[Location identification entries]

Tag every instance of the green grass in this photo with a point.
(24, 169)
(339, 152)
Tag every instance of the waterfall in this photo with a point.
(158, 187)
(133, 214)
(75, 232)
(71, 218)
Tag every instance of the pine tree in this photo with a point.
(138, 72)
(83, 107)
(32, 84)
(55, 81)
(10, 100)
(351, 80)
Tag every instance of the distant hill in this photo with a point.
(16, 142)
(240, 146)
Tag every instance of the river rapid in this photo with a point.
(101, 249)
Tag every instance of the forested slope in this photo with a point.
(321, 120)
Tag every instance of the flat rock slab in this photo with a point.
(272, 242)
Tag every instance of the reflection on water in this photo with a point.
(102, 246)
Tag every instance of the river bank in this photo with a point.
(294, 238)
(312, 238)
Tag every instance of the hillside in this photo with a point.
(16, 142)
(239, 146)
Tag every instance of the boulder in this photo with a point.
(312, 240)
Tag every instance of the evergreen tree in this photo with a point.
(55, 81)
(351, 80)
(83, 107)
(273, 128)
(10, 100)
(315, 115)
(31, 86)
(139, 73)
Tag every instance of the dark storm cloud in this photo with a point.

**GIVEN EXERCISE:** Print all of the items above again, word for word, with nothing changed.

**EXPECTED ANSWER:**
Tag every instance of the green grass in this photo with a point.
(24, 169)
(339, 152)
Tag every instance of the waterfall in this photo with a point.
(158, 187)
(133, 214)
(75, 232)
(71, 218)
Tag every instance of the pine tree in this photo with a point.
(138, 72)
(83, 107)
(32, 84)
(55, 81)
(10, 100)
(351, 80)
Tag every instance of the distant hill in this photo with a point.
(16, 142)
(240, 146)
Tag every instance of the river rapid in this photo with a point.
(101, 249)
Tag every instance of the forested slope in this photo with a point.
(321, 120)
Tag every instance of the flat rock slab in this photo with a point.
(272, 242)
Tag every instance of the reflection on water in this photo with a point.
(102, 246)
Tag every instance of the river bank in this photo with a point.
(294, 238)
(312, 238)
Tag every instance of the hillside in this photo with a point.
(16, 142)
(239, 146)
Tag every instance of the boulder in this photo with a point.
(312, 240)
Tag every instance of the evergreen tree in this photo with a point.
(55, 81)
(351, 80)
(83, 107)
(273, 128)
(10, 100)
(315, 115)
(31, 86)
(139, 73)
Tag every instance of the dark storm cloud in this photo with a point.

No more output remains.